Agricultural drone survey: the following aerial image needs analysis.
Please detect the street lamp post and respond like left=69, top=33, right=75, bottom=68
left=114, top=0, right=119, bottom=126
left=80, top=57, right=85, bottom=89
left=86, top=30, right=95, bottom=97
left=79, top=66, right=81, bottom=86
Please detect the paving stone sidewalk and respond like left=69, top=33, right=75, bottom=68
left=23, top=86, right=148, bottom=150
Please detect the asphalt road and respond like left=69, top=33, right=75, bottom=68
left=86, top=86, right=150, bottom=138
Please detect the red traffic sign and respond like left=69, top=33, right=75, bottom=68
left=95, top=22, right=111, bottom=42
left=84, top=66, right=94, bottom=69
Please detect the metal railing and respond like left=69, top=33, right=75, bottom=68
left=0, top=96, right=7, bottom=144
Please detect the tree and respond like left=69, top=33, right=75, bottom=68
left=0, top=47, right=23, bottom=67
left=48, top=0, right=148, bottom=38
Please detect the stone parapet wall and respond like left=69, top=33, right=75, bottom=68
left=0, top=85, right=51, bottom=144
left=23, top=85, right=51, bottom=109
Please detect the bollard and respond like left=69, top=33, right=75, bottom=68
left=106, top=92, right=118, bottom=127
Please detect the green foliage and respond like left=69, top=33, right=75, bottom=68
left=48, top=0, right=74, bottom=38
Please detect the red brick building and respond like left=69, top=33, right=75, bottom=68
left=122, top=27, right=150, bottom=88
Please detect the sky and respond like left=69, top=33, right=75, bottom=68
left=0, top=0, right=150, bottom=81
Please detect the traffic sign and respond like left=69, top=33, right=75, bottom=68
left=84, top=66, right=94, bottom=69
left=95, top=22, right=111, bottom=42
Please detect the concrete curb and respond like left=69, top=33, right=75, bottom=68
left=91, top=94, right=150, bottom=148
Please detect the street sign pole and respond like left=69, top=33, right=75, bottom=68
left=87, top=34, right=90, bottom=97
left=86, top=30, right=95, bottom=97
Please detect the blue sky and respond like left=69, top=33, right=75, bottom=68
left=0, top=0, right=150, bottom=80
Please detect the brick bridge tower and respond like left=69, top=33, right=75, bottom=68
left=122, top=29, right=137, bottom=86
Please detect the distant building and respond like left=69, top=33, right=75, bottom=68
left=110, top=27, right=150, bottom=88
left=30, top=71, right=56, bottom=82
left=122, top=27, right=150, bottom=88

────────────────────────────────────────

_What the exercise asks:_ Reproduce each of the records above word for word, line by line.

_Response to the exercise:_
Agricultural drone survey: the following aerial image needs analysis.
Please detect the street lamp post and respond like left=69, top=33, right=75, bottom=68
left=114, top=0, right=119, bottom=126
left=80, top=57, right=85, bottom=89
left=86, top=30, right=95, bottom=97
left=79, top=66, right=81, bottom=86
Please detect the paving stone sidewalk and respond like left=69, top=33, right=75, bottom=68
left=23, top=86, right=148, bottom=150
Please detect the asphalt road and respond like left=69, top=33, right=75, bottom=68
left=86, top=86, right=150, bottom=138
Please detect the red traffic sign and respond like left=69, top=33, right=75, bottom=68
left=95, top=22, right=111, bottom=42
left=84, top=66, right=94, bottom=69
Please detect the metal railing and respond like left=69, top=33, right=75, bottom=68
left=0, top=96, right=7, bottom=144
Please detect the tree and respond like left=69, top=33, right=75, bottom=68
left=0, top=47, right=23, bottom=67
left=48, top=0, right=148, bottom=38
Please detect the stone parapet wall and respond like left=69, top=33, right=75, bottom=68
left=0, top=85, right=51, bottom=144
left=23, top=85, right=51, bottom=109
Please detect the bollard and respond like left=69, top=33, right=75, bottom=68
left=106, top=92, right=118, bottom=127
Please detect the green foliage and respond like left=69, top=33, right=75, bottom=68
left=48, top=0, right=74, bottom=38
Please detect the red brick building and respond like left=69, top=33, right=75, bottom=68
left=122, top=27, right=150, bottom=88
Please detect the sky and respond like left=69, top=33, right=75, bottom=68
left=0, top=0, right=150, bottom=81
Please detect the traffic sign and respond like left=69, top=33, right=75, bottom=68
left=84, top=66, right=94, bottom=69
left=95, top=22, right=111, bottom=42
Please detect the concrete curb and respond like left=69, top=33, right=75, bottom=68
left=91, top=94, right=150, bottom=148
Please detect the street sign pole and respond like left=69, top=33, right=75, bottom=68
left=87, top=34, right=90, bottom=97
left=86, top=30, right=95, bottom=97
Please detect the blue sky and respond like left=69, top=33, right=75, bottom=68
left=0, top=0, right=150, bottom=80
Please detect the brick bridge tower and respond like left=69, top=33, right=75, bottom=68
left=122, top=29, right=137, bottom=86
Please detect the distant building and respond like left=69, top=33, right=75, bottom=68
left=110, top=27, right=150, bottom=88
left=30, top=71, right=56, bottom=82
left=122, top=27, right=150, bottom=88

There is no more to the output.